Short problem: Collect each line from the items below that contains the word "stadium", treating uppercase and lowercase as different.

Data in this exercise:
»»

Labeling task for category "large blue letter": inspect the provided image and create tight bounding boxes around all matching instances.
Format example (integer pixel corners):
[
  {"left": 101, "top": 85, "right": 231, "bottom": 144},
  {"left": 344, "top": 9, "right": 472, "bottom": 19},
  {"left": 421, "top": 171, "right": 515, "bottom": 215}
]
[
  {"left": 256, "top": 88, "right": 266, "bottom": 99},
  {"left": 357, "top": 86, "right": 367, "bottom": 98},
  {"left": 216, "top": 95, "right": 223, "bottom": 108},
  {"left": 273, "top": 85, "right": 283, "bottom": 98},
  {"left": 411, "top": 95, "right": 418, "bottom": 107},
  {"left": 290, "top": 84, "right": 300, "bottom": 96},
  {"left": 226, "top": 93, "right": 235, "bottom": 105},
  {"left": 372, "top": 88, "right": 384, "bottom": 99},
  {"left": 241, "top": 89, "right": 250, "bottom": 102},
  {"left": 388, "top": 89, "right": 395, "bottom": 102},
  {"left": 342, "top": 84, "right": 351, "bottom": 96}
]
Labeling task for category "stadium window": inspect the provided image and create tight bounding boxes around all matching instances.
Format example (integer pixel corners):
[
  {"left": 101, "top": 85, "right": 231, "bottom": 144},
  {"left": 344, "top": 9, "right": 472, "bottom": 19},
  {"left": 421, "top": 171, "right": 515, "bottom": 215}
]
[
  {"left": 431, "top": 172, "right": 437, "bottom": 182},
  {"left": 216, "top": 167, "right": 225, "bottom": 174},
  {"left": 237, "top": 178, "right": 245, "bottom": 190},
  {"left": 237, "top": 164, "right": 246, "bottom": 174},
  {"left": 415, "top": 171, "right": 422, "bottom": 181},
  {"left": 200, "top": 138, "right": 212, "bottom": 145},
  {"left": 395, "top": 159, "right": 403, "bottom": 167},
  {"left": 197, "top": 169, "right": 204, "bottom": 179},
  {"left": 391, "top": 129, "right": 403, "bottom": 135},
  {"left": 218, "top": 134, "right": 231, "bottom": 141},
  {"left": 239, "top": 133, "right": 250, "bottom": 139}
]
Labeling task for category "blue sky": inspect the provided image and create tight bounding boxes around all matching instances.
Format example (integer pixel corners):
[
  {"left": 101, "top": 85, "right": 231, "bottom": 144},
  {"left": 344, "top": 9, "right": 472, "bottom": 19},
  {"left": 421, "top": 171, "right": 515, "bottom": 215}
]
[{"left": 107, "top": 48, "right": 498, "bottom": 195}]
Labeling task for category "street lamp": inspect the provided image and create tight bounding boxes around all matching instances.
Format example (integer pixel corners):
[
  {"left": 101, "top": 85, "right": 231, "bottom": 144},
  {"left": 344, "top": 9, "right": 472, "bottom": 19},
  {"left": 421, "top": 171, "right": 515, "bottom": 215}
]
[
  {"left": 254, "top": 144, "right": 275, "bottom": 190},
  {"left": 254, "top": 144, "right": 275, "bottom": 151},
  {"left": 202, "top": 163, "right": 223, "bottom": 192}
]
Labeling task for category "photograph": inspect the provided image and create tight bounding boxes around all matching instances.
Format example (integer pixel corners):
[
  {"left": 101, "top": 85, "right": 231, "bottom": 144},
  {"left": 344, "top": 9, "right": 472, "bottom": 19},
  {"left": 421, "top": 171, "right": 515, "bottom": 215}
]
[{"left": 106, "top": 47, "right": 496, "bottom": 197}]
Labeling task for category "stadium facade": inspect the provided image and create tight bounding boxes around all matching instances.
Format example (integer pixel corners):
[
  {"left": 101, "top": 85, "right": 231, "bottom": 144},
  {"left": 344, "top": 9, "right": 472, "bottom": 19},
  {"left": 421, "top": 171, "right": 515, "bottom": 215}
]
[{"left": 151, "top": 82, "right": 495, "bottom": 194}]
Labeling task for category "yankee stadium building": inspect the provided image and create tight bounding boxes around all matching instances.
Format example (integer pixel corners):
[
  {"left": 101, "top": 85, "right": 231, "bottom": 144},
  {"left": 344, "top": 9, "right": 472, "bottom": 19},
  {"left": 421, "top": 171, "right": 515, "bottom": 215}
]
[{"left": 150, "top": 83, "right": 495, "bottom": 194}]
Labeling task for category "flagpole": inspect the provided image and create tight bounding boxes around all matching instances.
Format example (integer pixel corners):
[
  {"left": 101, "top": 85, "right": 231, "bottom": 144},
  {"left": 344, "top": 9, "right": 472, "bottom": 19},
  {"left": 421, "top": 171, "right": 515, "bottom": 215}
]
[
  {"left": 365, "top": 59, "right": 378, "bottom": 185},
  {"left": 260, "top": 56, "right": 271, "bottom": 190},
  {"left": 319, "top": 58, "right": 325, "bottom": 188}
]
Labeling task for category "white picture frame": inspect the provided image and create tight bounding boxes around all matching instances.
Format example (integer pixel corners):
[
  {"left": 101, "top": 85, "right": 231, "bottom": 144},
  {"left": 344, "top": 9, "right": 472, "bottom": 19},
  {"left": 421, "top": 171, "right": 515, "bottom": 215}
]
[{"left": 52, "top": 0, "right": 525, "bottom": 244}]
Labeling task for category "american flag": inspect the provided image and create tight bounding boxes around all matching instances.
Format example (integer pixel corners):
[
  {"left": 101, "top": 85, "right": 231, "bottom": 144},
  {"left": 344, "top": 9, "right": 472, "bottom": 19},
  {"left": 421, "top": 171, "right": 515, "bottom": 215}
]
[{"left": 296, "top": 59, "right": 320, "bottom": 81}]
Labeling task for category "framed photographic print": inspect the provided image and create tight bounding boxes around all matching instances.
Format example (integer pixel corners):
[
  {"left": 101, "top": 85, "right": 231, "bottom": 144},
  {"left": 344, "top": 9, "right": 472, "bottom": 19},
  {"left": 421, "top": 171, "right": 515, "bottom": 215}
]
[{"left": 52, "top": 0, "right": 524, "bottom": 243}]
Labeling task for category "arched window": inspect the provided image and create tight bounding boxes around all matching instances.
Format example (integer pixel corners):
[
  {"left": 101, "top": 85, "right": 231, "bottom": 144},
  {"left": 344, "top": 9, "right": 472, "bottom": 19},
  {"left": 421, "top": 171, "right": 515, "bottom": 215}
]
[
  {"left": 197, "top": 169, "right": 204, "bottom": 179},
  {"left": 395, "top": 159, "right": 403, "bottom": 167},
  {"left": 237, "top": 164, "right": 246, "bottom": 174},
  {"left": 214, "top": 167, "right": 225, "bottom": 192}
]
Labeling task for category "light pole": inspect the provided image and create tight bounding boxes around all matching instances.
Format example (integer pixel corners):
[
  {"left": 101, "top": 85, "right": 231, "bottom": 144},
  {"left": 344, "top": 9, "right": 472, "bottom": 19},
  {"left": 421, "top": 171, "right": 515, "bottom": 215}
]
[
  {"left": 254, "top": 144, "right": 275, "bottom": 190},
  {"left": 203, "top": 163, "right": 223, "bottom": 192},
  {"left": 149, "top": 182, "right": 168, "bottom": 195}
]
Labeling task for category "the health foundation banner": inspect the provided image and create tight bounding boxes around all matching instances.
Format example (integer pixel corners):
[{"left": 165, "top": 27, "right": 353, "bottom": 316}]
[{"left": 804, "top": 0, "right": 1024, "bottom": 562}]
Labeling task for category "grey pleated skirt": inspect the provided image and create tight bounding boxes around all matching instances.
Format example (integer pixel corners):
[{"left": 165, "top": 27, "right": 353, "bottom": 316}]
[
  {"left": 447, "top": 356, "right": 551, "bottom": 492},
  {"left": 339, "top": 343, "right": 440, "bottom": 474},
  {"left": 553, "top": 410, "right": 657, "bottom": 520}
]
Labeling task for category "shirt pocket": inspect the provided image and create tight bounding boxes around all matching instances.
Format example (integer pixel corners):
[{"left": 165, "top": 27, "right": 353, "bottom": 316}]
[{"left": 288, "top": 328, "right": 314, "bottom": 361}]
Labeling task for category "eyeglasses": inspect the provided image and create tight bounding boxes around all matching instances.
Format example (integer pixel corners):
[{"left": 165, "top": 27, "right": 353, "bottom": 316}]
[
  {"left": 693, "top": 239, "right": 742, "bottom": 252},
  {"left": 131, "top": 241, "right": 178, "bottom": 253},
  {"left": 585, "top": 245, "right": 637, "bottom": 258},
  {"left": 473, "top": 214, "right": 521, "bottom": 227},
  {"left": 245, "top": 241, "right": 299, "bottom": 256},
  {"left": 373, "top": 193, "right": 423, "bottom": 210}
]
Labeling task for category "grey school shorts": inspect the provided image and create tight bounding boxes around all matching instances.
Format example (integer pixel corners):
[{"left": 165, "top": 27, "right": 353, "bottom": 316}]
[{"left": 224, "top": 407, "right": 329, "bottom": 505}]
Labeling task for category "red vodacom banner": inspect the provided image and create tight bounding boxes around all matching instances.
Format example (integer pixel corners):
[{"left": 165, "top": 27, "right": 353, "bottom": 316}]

««

Complete output:
Labeling task for category "stadium window": inspect the provided image and create tight bounding boxes around all matching instances.
Labeling task for category "stadium facade": inspect the provided image and create tight bounding boxes around all matching instances.
Labeling task for category "yankee stadium building": inspect the provided image and create tight bounding boxes around all matching instances.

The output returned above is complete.